* [RECORD SET]
┄┄┄┄┄┄
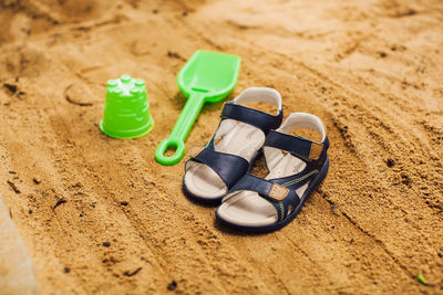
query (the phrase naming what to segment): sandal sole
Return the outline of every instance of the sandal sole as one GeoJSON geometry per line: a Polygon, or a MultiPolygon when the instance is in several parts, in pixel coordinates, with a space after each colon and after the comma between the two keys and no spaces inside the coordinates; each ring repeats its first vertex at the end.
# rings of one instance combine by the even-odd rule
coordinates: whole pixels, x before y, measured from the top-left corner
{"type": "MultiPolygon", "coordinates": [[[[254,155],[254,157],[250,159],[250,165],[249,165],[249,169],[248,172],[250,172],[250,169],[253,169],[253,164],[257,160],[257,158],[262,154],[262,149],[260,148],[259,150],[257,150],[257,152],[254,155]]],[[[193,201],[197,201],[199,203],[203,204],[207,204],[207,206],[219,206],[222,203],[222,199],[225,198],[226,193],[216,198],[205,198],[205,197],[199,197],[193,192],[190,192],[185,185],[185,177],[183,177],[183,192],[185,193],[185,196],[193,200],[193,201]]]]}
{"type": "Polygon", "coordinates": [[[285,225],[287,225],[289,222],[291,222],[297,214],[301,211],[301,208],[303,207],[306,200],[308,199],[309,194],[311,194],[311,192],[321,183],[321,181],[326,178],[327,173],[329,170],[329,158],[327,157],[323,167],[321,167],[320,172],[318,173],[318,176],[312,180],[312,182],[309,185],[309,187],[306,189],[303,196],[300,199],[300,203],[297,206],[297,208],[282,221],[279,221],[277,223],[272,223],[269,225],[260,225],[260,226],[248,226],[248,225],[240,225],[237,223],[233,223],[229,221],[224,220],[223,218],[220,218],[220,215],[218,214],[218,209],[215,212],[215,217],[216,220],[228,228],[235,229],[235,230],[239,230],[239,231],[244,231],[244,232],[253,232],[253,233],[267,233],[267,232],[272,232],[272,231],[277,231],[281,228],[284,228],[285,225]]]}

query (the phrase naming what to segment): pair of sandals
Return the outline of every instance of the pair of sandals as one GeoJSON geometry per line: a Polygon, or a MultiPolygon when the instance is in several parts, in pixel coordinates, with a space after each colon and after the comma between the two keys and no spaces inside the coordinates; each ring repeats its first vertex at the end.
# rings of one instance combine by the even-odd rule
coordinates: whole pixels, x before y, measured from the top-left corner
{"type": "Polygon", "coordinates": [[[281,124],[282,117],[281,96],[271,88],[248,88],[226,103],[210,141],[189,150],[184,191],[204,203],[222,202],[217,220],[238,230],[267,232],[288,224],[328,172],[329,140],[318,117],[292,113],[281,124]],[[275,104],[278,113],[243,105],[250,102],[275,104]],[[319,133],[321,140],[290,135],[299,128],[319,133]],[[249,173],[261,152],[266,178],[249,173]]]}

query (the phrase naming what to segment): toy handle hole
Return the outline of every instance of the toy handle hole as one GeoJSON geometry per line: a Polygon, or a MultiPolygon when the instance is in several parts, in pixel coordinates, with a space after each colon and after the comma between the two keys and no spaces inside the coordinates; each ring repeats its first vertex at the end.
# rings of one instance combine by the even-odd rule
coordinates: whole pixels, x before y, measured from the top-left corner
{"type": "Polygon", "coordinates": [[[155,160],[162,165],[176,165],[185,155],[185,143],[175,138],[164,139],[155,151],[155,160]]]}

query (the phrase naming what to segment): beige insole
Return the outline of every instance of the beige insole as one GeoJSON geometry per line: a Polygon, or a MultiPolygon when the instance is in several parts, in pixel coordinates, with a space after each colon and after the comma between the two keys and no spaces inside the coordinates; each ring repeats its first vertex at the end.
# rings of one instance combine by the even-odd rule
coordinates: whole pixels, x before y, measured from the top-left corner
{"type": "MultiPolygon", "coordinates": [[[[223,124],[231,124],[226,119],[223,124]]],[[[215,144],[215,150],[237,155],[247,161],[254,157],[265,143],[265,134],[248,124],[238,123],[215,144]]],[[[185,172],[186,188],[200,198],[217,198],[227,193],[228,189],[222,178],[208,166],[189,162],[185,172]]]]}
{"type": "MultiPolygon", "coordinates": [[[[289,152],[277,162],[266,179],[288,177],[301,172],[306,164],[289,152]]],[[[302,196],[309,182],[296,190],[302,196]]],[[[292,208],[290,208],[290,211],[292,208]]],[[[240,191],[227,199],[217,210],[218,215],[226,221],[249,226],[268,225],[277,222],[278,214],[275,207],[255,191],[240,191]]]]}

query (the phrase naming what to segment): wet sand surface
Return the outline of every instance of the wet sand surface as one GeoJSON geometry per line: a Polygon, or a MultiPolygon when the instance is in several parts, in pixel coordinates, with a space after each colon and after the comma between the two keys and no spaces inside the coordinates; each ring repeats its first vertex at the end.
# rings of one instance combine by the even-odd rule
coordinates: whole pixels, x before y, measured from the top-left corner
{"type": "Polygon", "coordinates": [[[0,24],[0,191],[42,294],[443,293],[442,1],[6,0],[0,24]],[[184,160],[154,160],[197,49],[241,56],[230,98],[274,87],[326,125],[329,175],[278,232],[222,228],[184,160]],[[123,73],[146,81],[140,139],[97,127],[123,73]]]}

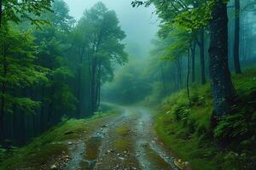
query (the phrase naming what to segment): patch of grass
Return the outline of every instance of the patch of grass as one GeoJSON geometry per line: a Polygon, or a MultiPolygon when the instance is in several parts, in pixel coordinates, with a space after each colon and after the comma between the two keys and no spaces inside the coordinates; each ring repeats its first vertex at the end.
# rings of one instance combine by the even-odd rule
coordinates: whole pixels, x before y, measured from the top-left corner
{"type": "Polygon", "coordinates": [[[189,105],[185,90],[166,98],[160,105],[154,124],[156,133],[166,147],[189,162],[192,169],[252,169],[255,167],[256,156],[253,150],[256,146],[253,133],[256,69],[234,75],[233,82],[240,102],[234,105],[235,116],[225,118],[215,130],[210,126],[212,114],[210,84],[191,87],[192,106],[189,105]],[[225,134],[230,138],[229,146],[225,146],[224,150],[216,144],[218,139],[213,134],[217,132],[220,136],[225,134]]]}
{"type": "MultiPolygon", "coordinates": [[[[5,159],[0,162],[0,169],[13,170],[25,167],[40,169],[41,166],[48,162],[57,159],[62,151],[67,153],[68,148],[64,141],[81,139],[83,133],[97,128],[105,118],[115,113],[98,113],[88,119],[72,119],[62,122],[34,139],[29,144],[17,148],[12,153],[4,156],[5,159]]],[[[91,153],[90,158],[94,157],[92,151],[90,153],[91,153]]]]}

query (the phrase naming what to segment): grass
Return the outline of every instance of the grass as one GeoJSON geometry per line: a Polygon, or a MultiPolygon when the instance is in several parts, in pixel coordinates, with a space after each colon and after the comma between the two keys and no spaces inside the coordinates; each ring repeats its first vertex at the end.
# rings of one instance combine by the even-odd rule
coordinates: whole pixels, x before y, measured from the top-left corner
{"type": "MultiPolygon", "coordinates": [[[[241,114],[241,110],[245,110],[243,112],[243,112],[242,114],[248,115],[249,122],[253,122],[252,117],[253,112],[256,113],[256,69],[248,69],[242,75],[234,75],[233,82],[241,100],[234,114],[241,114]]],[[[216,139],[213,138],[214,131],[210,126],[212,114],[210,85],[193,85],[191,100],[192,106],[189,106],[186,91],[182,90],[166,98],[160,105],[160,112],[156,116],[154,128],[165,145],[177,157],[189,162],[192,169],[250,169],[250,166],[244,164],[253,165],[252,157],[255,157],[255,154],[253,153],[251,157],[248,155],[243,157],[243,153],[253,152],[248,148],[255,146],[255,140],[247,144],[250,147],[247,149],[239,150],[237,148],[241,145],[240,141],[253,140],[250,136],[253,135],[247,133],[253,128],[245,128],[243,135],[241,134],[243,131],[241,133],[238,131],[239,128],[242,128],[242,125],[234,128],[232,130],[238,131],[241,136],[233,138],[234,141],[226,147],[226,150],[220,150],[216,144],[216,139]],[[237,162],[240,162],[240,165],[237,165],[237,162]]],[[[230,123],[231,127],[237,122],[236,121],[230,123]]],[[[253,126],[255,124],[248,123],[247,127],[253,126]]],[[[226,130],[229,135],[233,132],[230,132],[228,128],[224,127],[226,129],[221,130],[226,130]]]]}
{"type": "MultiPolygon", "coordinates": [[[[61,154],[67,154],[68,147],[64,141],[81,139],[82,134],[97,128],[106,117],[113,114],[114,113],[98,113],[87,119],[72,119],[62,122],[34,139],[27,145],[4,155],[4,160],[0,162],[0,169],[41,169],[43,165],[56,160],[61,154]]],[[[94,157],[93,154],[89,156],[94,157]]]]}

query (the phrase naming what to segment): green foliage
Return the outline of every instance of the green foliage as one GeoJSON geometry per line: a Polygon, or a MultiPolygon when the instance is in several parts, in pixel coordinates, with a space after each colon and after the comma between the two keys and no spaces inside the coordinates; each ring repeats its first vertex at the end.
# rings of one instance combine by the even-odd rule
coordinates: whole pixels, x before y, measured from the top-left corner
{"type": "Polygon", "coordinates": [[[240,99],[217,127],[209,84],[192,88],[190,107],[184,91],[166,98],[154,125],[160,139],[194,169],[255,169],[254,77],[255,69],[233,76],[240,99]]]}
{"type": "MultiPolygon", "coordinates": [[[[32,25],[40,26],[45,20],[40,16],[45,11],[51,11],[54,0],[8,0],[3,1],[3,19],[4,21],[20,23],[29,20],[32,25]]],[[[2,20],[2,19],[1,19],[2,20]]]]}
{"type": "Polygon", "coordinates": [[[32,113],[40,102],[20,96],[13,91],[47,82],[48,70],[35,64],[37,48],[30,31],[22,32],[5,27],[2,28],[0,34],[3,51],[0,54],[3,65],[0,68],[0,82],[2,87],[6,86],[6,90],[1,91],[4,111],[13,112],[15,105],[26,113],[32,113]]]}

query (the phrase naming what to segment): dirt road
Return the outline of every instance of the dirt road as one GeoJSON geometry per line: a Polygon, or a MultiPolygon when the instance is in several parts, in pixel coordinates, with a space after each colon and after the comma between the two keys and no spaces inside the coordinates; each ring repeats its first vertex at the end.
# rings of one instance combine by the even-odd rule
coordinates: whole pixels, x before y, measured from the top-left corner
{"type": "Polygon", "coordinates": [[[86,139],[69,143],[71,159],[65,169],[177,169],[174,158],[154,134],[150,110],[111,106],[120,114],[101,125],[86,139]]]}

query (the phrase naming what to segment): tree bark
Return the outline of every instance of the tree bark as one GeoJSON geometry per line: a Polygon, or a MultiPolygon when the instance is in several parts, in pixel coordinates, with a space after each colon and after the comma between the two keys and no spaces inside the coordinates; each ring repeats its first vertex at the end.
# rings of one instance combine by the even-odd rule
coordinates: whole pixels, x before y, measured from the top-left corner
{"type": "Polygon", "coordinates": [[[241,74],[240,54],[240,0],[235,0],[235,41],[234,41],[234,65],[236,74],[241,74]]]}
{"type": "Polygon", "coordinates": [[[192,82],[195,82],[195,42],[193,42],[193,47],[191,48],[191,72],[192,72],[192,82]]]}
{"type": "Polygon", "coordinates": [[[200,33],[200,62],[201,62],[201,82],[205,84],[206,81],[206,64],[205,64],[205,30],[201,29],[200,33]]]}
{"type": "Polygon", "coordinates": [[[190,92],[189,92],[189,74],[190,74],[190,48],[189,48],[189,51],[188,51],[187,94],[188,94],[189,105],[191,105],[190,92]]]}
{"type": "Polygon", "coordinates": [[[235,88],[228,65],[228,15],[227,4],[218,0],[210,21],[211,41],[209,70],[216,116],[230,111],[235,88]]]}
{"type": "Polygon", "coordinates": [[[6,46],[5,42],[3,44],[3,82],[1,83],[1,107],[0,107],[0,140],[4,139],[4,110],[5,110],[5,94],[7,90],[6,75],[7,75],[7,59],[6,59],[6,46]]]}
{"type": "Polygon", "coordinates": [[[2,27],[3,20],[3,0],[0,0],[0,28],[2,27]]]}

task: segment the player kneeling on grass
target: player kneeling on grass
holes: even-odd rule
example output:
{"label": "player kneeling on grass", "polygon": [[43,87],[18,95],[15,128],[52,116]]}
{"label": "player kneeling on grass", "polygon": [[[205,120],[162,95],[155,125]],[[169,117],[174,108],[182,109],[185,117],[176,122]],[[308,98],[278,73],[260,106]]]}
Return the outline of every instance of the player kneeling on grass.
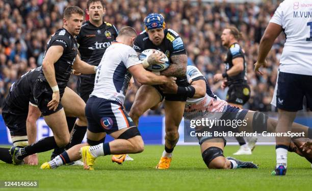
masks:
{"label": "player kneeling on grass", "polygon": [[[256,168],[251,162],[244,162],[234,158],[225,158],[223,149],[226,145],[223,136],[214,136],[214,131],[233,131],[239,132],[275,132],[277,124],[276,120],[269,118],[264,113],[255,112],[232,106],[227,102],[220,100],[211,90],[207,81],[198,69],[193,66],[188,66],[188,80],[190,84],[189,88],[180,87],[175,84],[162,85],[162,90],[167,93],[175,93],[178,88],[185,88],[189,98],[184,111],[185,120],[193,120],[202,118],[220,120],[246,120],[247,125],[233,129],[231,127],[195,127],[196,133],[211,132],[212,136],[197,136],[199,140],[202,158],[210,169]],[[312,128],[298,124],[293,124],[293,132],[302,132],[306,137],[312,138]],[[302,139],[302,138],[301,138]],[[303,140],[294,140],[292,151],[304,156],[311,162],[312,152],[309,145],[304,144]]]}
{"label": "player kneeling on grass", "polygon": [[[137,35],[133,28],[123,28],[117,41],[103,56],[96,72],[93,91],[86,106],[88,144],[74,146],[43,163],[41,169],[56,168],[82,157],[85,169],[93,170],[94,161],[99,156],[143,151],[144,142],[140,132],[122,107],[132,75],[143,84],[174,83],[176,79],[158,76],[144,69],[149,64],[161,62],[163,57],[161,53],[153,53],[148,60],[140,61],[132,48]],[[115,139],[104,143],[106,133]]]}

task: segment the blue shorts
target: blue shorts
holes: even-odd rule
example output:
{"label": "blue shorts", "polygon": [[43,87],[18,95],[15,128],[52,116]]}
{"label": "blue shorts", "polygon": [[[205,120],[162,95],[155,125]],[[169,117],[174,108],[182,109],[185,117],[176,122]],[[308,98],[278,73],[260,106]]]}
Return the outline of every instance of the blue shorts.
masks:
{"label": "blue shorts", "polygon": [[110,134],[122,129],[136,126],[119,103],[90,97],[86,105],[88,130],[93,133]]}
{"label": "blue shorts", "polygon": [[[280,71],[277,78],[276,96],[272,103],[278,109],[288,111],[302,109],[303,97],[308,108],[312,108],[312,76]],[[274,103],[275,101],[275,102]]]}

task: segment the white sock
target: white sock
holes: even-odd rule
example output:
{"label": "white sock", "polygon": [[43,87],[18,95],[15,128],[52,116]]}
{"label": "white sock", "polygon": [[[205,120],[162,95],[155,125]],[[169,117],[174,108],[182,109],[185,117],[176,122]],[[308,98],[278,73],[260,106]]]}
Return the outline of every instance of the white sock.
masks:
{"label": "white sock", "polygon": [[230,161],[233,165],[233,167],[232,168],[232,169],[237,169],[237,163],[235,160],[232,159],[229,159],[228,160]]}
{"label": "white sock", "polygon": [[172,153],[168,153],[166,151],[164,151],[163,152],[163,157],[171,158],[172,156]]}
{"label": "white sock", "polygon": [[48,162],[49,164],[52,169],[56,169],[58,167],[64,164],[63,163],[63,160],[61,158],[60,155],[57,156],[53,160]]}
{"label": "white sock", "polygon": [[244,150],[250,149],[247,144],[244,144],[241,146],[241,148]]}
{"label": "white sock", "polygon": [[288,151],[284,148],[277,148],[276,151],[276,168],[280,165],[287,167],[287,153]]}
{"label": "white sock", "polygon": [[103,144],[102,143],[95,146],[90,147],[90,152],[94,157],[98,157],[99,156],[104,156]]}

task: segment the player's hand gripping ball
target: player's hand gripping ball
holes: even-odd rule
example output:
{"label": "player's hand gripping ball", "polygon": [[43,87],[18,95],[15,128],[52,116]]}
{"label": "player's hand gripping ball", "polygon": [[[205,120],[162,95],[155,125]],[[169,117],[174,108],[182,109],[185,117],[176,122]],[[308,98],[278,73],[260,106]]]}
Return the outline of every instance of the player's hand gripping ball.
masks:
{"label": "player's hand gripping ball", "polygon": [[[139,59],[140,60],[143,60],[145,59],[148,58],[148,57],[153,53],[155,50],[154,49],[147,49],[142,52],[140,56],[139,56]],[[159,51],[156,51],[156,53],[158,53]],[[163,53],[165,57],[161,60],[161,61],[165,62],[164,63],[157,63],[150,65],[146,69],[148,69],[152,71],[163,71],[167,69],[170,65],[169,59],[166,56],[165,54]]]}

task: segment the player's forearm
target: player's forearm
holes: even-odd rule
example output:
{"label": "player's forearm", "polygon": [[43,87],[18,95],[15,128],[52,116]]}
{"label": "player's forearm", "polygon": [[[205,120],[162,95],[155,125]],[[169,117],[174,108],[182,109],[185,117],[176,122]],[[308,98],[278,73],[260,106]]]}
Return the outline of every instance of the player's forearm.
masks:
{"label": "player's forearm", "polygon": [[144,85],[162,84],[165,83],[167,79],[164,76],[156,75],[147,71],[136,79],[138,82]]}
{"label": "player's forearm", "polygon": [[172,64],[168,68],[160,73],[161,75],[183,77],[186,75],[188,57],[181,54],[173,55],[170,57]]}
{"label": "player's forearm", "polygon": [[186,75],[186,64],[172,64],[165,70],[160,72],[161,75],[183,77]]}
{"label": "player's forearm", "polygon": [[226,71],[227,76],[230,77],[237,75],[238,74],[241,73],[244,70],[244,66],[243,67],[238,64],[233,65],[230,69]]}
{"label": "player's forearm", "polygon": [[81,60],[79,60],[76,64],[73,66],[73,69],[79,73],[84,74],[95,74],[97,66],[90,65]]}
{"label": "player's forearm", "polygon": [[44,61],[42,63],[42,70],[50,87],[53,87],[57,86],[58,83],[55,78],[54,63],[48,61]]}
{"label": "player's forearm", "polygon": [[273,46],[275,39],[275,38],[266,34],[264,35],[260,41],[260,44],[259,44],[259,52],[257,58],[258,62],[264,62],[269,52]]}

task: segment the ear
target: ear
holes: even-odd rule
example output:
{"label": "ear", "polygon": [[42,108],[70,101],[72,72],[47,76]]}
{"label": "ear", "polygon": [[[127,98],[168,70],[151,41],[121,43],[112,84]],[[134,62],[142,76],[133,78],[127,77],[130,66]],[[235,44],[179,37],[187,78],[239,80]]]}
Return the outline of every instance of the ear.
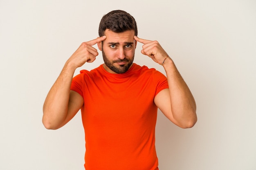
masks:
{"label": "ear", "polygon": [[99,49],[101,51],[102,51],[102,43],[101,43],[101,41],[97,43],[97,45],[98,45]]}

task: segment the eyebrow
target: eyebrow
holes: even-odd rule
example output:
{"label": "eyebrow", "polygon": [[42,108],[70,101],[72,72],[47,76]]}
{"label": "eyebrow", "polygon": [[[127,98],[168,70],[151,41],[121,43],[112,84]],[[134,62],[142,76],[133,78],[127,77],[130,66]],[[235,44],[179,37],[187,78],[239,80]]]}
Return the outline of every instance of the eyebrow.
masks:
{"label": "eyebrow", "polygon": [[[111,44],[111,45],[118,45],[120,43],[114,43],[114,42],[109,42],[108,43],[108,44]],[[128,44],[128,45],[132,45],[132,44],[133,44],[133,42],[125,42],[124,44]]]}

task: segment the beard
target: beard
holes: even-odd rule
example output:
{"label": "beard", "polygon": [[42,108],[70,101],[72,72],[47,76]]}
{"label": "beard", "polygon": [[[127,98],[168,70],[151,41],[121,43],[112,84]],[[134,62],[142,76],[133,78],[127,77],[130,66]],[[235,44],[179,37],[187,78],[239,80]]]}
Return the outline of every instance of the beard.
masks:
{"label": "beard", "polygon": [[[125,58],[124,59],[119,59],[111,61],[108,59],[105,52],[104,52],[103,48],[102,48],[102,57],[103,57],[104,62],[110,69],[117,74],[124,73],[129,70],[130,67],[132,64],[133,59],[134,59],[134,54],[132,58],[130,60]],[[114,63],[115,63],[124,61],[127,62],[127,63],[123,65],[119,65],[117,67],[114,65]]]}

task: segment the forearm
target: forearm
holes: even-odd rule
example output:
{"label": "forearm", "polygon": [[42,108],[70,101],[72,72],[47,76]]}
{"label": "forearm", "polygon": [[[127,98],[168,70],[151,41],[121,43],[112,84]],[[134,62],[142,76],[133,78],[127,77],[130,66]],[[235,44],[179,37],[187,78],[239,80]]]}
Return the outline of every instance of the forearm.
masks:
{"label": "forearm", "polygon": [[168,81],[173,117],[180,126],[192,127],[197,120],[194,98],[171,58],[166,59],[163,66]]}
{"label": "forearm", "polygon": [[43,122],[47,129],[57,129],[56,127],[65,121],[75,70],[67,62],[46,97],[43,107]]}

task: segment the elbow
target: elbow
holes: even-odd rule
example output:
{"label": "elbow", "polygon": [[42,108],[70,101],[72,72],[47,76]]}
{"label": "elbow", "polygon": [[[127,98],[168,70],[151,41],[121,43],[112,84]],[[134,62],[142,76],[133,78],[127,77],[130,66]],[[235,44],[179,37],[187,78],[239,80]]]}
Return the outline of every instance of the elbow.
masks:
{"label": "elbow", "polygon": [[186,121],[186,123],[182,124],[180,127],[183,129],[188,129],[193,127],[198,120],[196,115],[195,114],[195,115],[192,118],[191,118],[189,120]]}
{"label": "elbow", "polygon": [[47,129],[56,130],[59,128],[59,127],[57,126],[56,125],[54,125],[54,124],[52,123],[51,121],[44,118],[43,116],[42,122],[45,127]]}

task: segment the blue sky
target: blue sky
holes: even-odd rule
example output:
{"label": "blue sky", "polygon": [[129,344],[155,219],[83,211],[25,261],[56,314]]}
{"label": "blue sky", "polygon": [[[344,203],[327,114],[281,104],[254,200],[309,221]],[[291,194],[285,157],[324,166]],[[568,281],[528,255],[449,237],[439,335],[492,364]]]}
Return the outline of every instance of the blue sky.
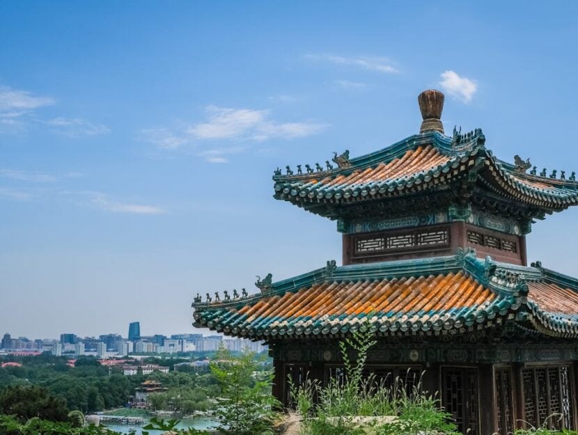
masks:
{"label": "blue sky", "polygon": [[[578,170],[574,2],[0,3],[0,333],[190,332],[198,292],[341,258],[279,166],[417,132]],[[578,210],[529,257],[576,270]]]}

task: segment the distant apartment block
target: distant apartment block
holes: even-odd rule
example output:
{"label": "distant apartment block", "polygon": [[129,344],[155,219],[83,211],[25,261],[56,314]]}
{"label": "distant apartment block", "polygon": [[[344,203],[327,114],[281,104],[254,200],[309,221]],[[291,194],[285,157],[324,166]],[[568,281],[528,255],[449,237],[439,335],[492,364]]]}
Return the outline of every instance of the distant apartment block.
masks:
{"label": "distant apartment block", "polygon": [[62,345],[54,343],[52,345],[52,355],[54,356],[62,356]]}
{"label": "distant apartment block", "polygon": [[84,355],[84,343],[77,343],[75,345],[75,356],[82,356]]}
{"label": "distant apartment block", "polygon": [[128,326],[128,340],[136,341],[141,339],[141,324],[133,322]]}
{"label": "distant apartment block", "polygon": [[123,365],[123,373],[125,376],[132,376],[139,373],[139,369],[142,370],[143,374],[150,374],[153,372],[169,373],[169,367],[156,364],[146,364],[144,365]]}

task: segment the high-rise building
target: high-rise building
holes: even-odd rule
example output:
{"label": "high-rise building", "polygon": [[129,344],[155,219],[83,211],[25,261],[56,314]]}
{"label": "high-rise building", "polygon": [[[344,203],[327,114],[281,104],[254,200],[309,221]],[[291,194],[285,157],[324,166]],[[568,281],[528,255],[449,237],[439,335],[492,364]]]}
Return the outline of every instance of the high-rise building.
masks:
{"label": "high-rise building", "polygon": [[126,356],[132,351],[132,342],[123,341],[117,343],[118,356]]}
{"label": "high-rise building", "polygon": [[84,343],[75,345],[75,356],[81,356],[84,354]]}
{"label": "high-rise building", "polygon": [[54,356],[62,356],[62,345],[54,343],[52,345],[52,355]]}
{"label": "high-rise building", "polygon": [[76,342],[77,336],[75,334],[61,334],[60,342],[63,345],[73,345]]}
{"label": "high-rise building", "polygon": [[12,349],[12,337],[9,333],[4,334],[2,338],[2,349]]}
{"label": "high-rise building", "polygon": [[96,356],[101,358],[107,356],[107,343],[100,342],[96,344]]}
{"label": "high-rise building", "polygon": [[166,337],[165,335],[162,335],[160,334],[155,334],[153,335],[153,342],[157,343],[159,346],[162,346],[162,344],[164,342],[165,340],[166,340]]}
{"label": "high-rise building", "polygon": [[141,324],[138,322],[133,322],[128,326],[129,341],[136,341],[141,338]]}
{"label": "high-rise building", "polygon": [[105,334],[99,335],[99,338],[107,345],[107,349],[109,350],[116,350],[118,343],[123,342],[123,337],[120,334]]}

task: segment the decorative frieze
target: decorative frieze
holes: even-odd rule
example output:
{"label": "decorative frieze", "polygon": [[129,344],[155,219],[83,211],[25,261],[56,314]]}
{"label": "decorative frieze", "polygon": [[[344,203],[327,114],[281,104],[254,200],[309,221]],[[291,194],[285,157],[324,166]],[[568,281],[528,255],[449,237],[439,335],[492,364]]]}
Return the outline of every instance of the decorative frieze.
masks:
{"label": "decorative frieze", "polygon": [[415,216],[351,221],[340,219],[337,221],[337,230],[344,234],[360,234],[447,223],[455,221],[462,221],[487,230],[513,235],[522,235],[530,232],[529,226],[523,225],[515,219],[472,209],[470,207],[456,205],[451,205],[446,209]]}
┄┄┄┄┄┄
* [SET TASK] Extract every line of the material that contains the string "pair". Case counts, so a match must have the same capitalization.

* [SOLUTION TO THIS TASK]
query (the phrase naming what to segment): pair of sandals
Return the outline of every instance of the pair of sandals as one GeoJSON geometry per line: a Polygon, or a MultiPolygon when the instance is in several parts, in pixel coordinates, with a space after each colon and after the comma between the two keys and no spaces inside the coordinates; each ring repeats its first vertex at the end.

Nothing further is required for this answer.